▸ Passage given

##############################

The energy function is then minimised using Sequential Tree-Reweighted Message Passing (TRW-S) (Kolmogorov, 2015) to obtain the depth maps from each viewing direction. This optimisation framework was chosen because it is able to perform optimisation in a multi-label \(\hbox {MRF}\), while giving strong optimality guarantees. The partial surface reconstructions are then fused together using Poisson surface integration (Kazhdan et al., 2006). This process may lead to inconsistencies across overlapping areas of the partial surfaces, therefore a confidence score is employed to weight the different samples based on their reliability during the fusion process. During the energy function computation of the view-dependent methods, two confidence scores are computed for each point to be used during the surface integration process.

The first confidence score is derived from the saliency and defined from Eq. 5 as follows:

$$\begin{aligned} C_{s}(\textbf{P}) = 1 - D_\text {2D}(\textbf{P}), \end{aligned}$$
(8)

where \(\textbf{P}\) is the selected point after the optimisation process. The second confidence score is derived from the angle between the viewing direction and the estimated normal and is defined as:

$$\begin{aligned} C_{\textbf{n}}(\textbf{P}) = \textbf{n}(\textbf{P}) \cdot \textbf{z}_{\text {cam}}, \end{aligned}$$
(9)

##############################

▸ Set task 1
Which equation numbers does the passage on surface reconstruction refer to or display?
▸ Set task 2
Reproduce the passage on surface reconstruction between "The energy function is" and "surface integration process.", inclusive.

##############################

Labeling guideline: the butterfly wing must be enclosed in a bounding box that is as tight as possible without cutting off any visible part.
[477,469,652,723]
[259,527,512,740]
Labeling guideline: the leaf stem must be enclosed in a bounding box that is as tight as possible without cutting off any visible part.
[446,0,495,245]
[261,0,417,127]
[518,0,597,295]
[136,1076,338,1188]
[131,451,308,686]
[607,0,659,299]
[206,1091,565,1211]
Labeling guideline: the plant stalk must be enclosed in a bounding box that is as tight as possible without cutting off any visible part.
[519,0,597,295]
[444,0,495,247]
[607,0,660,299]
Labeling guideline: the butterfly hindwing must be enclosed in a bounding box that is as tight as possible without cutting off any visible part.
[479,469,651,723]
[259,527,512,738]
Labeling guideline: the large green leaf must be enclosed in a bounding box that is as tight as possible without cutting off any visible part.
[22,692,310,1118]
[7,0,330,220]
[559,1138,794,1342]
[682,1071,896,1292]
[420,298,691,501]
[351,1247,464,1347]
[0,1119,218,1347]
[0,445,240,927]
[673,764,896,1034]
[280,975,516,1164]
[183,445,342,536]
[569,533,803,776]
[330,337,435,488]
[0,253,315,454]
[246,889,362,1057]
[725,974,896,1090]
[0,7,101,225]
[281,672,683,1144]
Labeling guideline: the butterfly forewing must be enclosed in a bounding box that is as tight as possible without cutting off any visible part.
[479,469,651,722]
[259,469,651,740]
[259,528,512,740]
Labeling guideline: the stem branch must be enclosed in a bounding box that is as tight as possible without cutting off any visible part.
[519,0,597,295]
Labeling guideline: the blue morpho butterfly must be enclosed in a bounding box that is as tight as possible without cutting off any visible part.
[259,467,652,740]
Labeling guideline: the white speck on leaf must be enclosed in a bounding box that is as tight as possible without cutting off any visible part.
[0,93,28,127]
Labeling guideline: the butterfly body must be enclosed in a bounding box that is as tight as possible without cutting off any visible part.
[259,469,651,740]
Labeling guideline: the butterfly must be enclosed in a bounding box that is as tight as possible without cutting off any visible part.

##############################

▸ Task result 1
5, 8, 9

▸ Task result 2
The energy function is then minimised using Sequential Tree-Reweighted Message Passing (TRW-S) (Kolmogorov, 2015) to obtain the depth maps from each viewing direction. This optimisation framework was chosen because it is able to perform optimisation in a multi-label \(\hbox {MRF}\), while giving strong optimality guarantees. The partial surface reconstructions are then fused together using Poisson surface integration (Kazhdan et al., 2006). This process may lead to inconsistencies across overlapping areas of the partial surfaces, therefore a confidence score is employed to weight the different samples based on their reliability during the fusion process. During the energy function computation of the view-dependent methods, two confidence scores are computed for each point to be used during the surface integration process.